対象の文章 —
<<<<

パキスタン国際航空の旅客機がカラチの住宅街に墜落、76人の死亡が確認された

アッラーマ・イクバール国際空港を離陸したパキスタン国際航空のPK8303便がカラチの住宅街に墜落した。91人の乗客と8人の乗務員を乗せた”エアバスA320”は、同国市内のジンナ国際空港に着陸を試みていた。

同便は高度を徐々に下げ空港への着陸を試みるも、一度高度を上げ旋回、メーデーコールを発し墜落した。当局によると、現時点で少なくとも乗員二名の生存が確認されている。

PK8303便は、現地時間14:30頃にジンナ国際空港へ接近した。管制室から着陸の許可を与えられていたが、パイロットはこれを中止、体勢を立て直したのち、再着陸を試みることが決まったという。

1回目の着陸を中止した理由は不明。民間航空関係者はロイター通信に対し、「機体は何らかの理由で車輪を下げる(出す)ことができなかったのかもしれない」と述べた。

パキスタンのメディアが公開した情報によると、PK8303便のパイロットは「エンジンを失った」と管制塔に伝え、メーデーコールを発信。パイロットから胴体着陸を行うと一報が入り、通信は途絶えた。

生存者のひとり、ムハンマド・ズバイル氏は、「着陸態勢に入ってから10分~15分後に墜落した。私を含め、乗客は飛行機が墜落しかけていることを理解していなかった。パイロットの操縦は非常にスムーズだった」と述べた。

>>>>

与えられた情報 —

<<<<

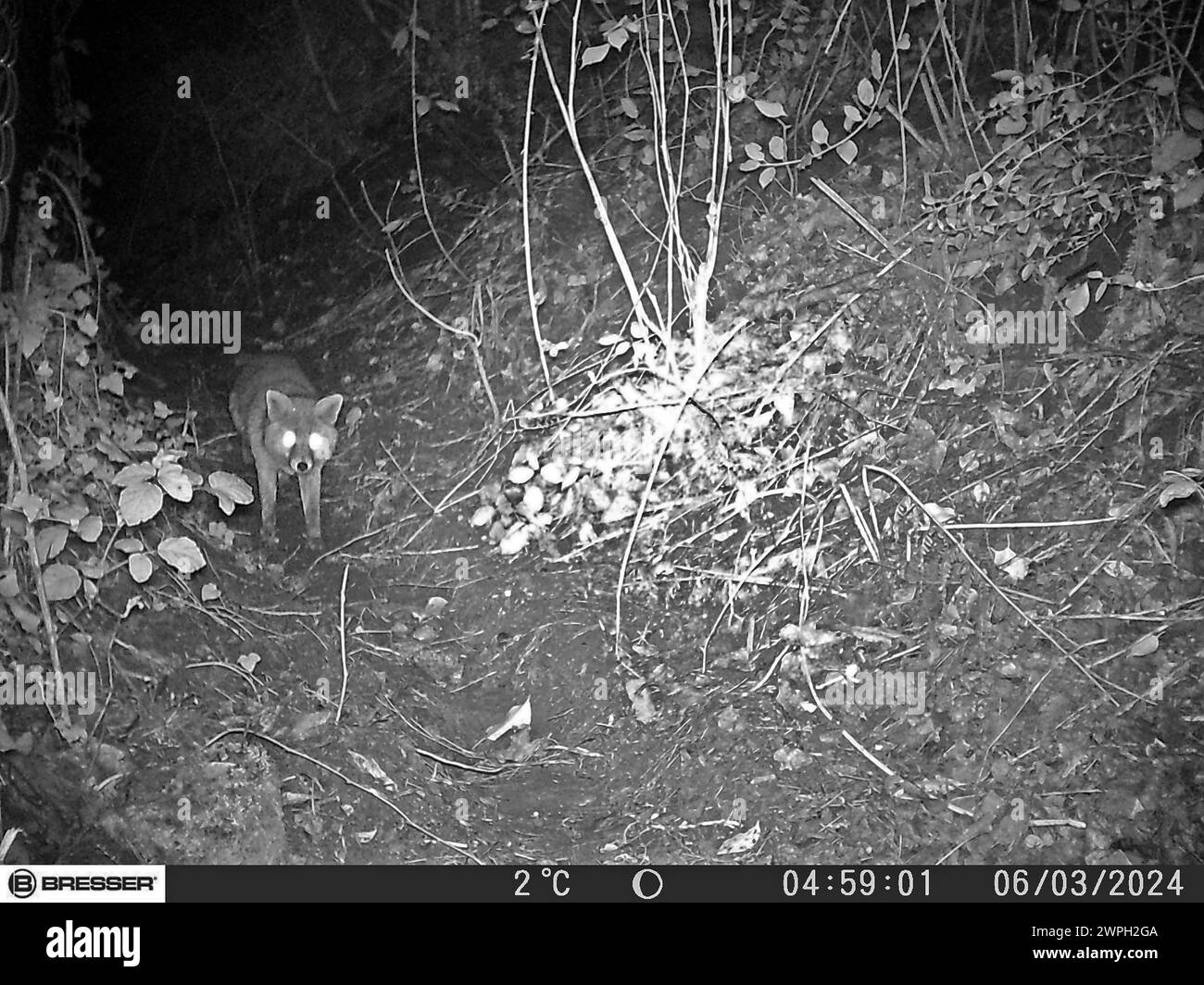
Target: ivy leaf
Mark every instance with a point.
(61, 581)
(139, 504)
(182, 554)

>>>>

作業指示 —
墜落事故の記事によると、PK8303便が1回目の着陸を中止した理由について、民間航空関係者はどのような可能性を挙げているか説明してください。

解答欄 —
民間航空関係者はロイター通信に対し、機体が何らかの理由で車輪を下げる(出す)ことができなかったのかもしれないと述べています。ただし、記事では中止の理由自体は不明とされています。